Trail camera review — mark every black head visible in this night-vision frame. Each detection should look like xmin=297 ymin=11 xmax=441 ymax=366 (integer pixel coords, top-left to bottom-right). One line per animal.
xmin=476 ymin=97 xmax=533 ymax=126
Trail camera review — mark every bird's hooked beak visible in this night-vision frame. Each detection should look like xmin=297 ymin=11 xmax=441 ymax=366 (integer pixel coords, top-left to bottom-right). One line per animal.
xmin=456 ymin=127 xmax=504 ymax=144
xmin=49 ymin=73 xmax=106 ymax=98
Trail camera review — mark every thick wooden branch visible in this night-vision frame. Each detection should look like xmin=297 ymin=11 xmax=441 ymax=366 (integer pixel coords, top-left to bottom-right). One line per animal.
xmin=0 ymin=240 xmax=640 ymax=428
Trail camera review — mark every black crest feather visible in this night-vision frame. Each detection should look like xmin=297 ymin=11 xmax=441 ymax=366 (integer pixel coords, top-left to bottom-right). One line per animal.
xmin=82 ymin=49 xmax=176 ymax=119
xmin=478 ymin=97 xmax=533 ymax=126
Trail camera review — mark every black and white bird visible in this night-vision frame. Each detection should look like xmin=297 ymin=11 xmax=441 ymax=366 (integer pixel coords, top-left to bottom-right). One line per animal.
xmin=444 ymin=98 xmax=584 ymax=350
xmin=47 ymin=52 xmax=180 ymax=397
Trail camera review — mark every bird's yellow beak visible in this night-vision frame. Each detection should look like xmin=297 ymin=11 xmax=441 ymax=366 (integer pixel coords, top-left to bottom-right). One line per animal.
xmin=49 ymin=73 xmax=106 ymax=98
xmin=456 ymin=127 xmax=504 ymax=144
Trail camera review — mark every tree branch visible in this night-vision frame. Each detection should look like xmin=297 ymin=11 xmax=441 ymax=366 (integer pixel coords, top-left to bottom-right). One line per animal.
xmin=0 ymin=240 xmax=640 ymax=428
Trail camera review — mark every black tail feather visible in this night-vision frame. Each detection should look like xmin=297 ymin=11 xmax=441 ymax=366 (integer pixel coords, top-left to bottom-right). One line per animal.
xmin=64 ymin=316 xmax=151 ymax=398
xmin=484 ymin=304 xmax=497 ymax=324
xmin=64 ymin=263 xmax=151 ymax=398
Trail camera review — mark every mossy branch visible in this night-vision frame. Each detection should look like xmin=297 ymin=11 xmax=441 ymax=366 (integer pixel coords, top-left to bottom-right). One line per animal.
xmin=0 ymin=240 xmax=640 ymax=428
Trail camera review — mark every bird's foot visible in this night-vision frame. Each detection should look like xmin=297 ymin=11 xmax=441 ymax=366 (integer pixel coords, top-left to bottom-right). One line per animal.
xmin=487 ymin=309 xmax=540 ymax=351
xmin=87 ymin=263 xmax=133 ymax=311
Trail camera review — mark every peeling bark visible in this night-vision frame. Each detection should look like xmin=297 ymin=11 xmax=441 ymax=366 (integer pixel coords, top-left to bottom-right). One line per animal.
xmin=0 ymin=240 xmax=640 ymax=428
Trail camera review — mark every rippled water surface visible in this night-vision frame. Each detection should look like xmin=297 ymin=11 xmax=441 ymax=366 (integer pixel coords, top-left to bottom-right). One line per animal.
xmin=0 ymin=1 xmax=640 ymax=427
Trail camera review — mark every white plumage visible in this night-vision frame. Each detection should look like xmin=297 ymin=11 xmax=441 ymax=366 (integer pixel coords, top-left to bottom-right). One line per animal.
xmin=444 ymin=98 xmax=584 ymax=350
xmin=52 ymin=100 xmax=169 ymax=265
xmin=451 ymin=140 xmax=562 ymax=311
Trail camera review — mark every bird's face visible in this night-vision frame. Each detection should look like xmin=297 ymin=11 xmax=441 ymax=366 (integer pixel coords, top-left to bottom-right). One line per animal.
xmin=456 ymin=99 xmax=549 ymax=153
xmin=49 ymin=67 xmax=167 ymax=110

-------------------------

Revise the lines from the one containing "Trail camera review — mark every white" up to and including the one containing "xmin=451 ymin=140 xmax=562 ymax=311", replacing "white plumage" with "pale plumage" and leaving everything else unchanged.

THE OUTPUT:
Trail camera review — mark every pale plumage visible in this night-vision frame. Each detection should look like xmin=297 ymin=11 xmax=441 ymax=366 (integer pixel coords, top-left to bottom-right). One line per animal.
xmin=444 ymin=98 xmax=584 ymax=350
xmin=52 ymin=100 xmax=169 ymax=265
xmin=451 ymin=140 xmax=562 ymax=311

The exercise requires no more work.